═══ STORED DATA ═══
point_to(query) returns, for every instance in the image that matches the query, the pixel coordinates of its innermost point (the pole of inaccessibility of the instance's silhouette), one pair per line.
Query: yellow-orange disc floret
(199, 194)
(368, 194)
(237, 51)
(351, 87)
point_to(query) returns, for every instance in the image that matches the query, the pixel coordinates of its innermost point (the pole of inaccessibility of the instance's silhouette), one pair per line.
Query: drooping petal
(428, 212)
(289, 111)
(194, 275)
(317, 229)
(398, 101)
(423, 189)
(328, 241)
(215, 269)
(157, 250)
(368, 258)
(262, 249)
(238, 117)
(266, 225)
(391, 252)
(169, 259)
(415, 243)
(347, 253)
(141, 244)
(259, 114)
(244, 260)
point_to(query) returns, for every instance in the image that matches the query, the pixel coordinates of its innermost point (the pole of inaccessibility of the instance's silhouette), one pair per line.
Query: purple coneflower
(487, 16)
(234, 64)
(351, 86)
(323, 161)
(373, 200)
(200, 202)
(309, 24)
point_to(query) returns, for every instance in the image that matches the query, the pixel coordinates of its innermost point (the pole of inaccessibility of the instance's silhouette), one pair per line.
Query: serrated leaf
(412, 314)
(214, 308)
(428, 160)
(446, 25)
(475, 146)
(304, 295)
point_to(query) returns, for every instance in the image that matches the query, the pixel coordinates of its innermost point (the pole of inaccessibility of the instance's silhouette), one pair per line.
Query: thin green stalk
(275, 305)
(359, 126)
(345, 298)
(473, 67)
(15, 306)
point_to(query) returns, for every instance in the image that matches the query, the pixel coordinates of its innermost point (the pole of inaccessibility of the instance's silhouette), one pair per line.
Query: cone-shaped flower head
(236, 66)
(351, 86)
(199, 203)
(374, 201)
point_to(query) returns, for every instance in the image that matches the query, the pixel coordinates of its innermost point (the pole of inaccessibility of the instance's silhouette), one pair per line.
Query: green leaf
═══
- [WHAT IS NEEDED] Exact copies of all the entries above are to be printed.

- [SOLUTION]
point_to(query) returns, for every instance in the image that matches the query, the pixel coordinates of its innermost point (the pole of inaccessibility of the instance's silhouette), one pair per line.
Query: yellow-orange disc floret
(199, 194)
(368, 194)
(237, 51)
(351, 87)
point_to(query) returns, for every instance in the image that matches the query, the pixel coordinates of its innermost point (the pole of inaccessibility of the instance's silhouette), one pair per line.
Query: drooping petal
(428, 212)
(289, 111)
(194, 275)
(317, 229)
(398, 101)
(423, 189)
(328, 241)
(215, 269)
(157, 250)
(368, 258)
(262, 249)
(238, 117)
(266, 225)
(391, 252)
(169, 259)
(415, 243)
(347, 253)
(141, 244)
(259, 114)
(244, 260)
point_to(query) returns, for every instance in the image that matches the query, the pixel coordinates of its innermost point (the pole of inaccessibility of the instance's silhouette), one pair per line.
Query: purple coneflower
(487, 16)
(234, 64)
(351, 86)
(323, 161)
(373, 200)
(200, 202)
(309, 24)
point_to(query) returns, for every instance in the image that matches the query, the pixel coordinates of its innermost point (the pole of inaccessibility of the instance's silhouette), one pair per line.
Query: serrated leaf
(412, 314)
(214, 308)
(428, 160)
(446, 25)
(475, 146)
(304, 295)
point_to(query) returns, for every instance in the image that matches the query, the pixel coordinates of its innermost point (the pole of inaccessibility of the instance's silhouette), one pair per line.
Query: thin green stalk
(275, 305)
(359, 126)
(345, 298)
(473, 67)
(15, 306)
point_to(query) returns, for every instance in the image that matches the query, the pixel coordinates of its innermost point (the pole of inaccessibility of the instance's silhouette), one pair per line.
Query: cone-shaped flower head
(236, 66)
(351, 86)
(199, 203)
(374, 201)
point_to(query) returns, for every instance in the image that matches the query, the pixel coordinates of its innermost point (the pole of inaccessibility of the instance's silhouette), one pair per line.
Query: green leaf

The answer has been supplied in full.